Return the listing below line for line, without any changes, and leave the pictures out of your answer.

* **Extracted data**:
========
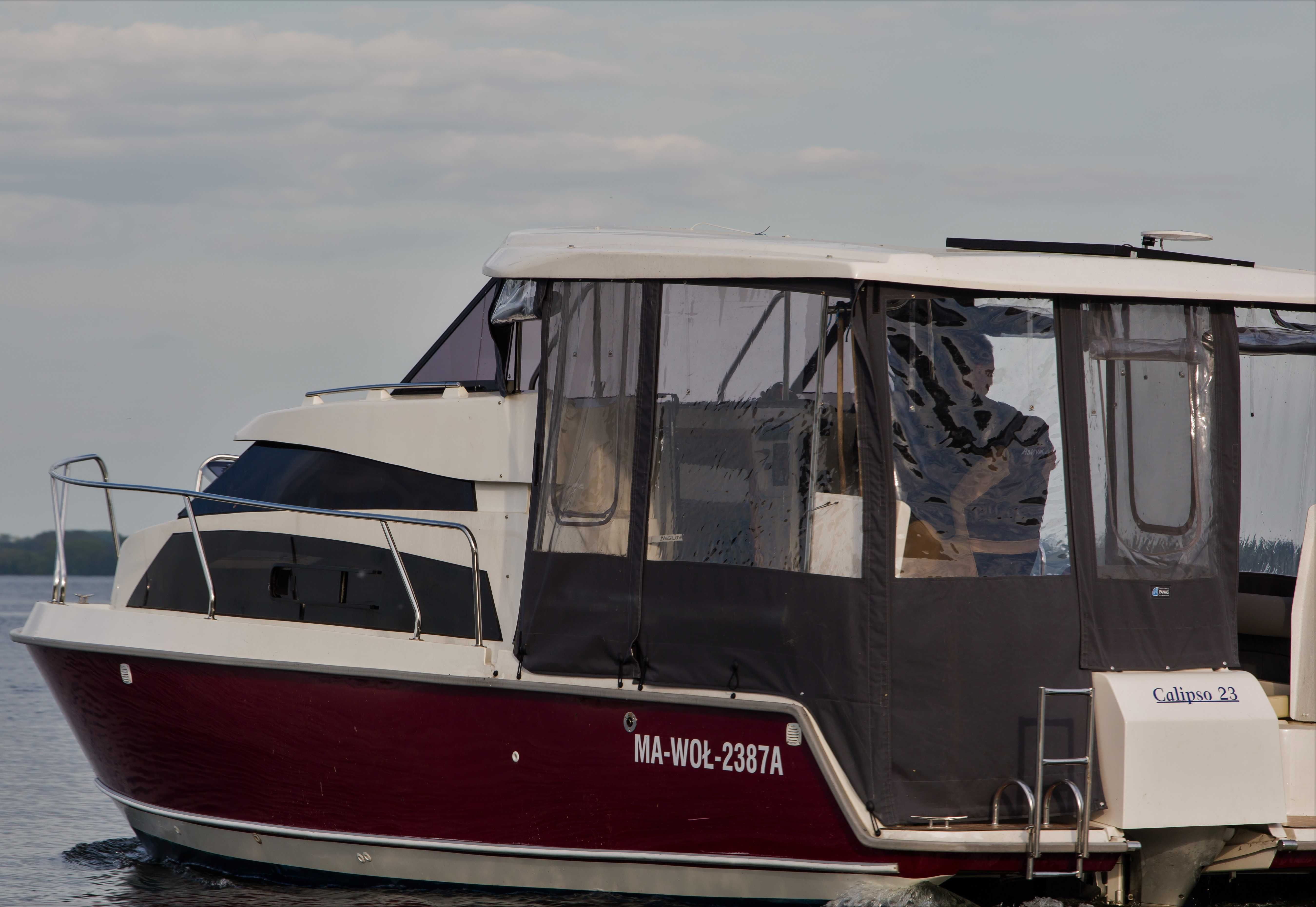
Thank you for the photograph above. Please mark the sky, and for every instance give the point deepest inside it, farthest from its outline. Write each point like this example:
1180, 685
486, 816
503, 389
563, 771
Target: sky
208, 210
========
* **Complete answer**:
Thank you for the photograph above. Please mark the sky, and for every instance give the point deepest inside it, farthest from its outline. Write each point like this example:
1180, 685
486, 816
503, 389
563, 771
Target: sky
208, 210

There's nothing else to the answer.